*Extracted text*
-------------------------

While investigating replacing virtualenv with python -m venv in virtualenvutils, I first created a new venv based virtual environment by hand:

$ /opt/python/3.7.0/bin/python -m venv /tmp/py37venv
$ /tmp/py37venv/bin/pip --version
pip 10.0.1 from /tmp/py37venv/lib/python3.7/site-packages/pip (python 3.7)

That has an old pip version! If you use it, you'll get:

You are using pip version 10.0.1, however version 18.0 is available.
You should consider upgrading via the 'pip install --upgrade pip' command

In the virtual environment created with virtualenv you immediately get the latest version:

$ /tmp/py37virtualenv/bin/pip --version
pip 18.0 from /tmp/py37virtualenv/lib/python3.7/site-packages/pip (python 3.7)

I can run a post-creation step:

/tmp/py37venv/bin/pip install -U --disable-pip-version-check pip 

which will take extra time. And if there was a some security update for pip, this would imply running the non-secure version to get a secure version, an ideal point of attack.

-------------------------

*Source data*
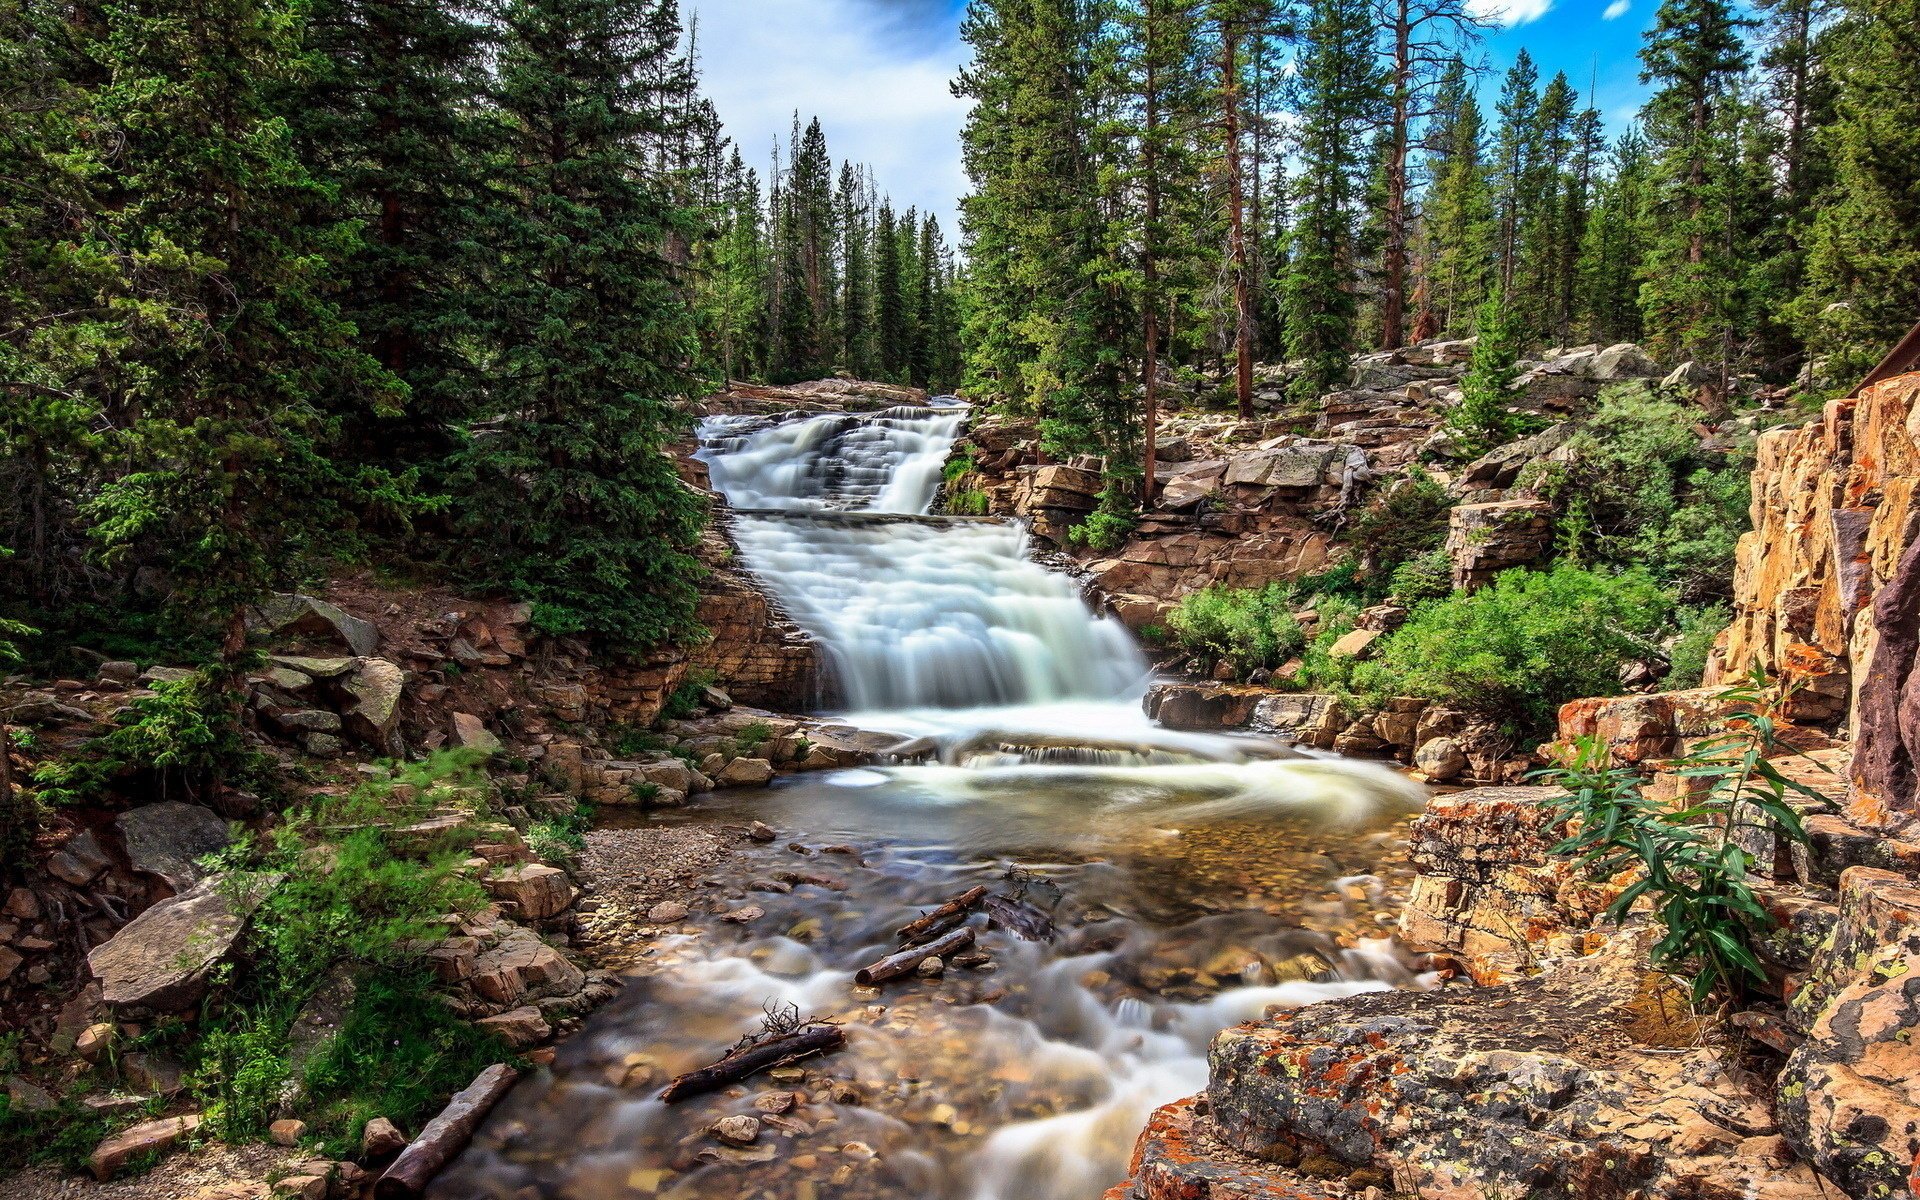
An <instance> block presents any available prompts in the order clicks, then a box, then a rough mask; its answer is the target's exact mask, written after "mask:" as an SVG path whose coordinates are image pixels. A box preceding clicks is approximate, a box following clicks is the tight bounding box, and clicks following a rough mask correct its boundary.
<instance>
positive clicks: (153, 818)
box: [115, 801, 232, 891]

-------------------------

*Work instructions*
• a. In the text about venv and pip, why is running a post-creation step to upgrade pip a poor fix? Answer in one to three sentences.
• b. Retype the text about venv and pip from "In the virtual" up to and including "point of attack.".
• c. According to the text about venv and pip, which pip version comes with the environment created using python -m venv?
Rely on the text alone, not on the data.

*Outputs for the tasks*
• a. The extra step takes more time. Also, if pip had a security update, you would have to run the insecure version to get the secure one, which would be an ideal point of attack.

• b.
In the virtual environment created with virtualenv you immediately get the latest version:

$ /tmp/py37virtualenv/bin/pip --version
pip 18.0 from /tmp/py37virtualenv/lib/python3.7/site-packages/pip (python 3.7)

I can run a post-creation step:

/tmp/py37venv/bin/pip install -U --disable-pip-version-check pip 

which will take extra time. And if there was a some security update for pip, this would imply running the non-secure version to get a secure version, an ideal point of attack.

• c. pip 10.0.1